Directions for this task – State how many lines in the rows below contain the string "concrete", with uppercase and lowercase letters counted as different. Give only the number.
BEGIN Task inputs
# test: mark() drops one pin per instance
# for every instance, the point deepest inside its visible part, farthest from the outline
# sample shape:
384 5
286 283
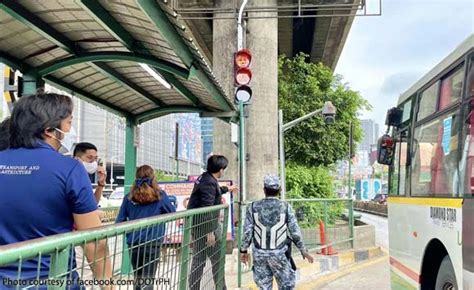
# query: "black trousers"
200 253
145 259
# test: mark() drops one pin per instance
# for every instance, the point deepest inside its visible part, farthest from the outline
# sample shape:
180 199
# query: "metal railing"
326 225
163 252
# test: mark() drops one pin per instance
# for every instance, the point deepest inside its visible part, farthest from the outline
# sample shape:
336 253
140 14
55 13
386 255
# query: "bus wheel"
446 279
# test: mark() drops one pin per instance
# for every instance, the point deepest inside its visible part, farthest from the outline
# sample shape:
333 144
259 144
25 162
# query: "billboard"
180 192
190 143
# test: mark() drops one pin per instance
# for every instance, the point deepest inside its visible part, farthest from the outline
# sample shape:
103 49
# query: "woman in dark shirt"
145 200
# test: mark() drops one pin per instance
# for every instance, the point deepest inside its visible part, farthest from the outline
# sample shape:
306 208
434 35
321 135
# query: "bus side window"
467 160
434 166
399 169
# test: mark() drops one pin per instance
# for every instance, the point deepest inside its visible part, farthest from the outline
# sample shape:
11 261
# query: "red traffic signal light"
242 58
242 75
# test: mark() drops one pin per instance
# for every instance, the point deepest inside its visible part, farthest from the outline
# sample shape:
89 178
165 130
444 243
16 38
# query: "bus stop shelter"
135 58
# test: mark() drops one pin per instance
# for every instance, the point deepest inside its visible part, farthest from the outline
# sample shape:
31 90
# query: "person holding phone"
86 153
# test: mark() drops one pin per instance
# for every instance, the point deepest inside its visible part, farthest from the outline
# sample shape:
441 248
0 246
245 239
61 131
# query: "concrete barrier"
306 273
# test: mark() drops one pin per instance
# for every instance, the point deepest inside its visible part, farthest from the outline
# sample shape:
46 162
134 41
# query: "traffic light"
242 75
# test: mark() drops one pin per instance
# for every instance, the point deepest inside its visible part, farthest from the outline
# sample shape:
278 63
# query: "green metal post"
183 271
223 250
349 185
351 221
130 155
130 167
242 187
326 226
59 266
176 150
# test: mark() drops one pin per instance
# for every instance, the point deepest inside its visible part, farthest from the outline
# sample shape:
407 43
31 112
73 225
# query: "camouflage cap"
271 182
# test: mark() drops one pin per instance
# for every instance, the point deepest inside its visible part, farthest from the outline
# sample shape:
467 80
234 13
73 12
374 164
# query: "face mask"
68 141
91 168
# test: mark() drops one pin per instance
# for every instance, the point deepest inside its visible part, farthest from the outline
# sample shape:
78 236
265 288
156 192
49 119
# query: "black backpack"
289 241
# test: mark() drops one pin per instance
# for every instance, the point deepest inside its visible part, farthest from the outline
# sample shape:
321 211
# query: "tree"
304 87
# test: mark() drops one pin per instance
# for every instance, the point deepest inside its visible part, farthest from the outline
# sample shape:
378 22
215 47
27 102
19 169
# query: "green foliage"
313 182
303 88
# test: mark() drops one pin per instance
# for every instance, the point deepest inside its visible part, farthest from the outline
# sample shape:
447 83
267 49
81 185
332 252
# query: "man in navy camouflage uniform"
269 224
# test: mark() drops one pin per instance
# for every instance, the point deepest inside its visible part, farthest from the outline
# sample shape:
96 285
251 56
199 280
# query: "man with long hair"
45 193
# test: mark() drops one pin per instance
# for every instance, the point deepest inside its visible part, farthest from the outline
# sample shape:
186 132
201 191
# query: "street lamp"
328 112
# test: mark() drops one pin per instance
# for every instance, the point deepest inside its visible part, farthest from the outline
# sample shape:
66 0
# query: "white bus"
431 190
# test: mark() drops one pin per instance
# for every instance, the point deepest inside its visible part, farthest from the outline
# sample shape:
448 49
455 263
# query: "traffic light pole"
242 169
349 185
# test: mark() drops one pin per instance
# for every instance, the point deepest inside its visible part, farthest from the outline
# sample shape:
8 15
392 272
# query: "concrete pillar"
262 124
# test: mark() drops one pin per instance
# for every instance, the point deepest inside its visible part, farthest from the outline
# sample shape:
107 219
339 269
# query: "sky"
384 55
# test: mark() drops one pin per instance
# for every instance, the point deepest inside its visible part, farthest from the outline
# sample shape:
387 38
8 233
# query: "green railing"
163 252
335 215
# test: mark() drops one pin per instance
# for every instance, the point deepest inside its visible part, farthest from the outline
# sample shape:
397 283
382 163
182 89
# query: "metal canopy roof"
94 49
END Task inputs
The response – 2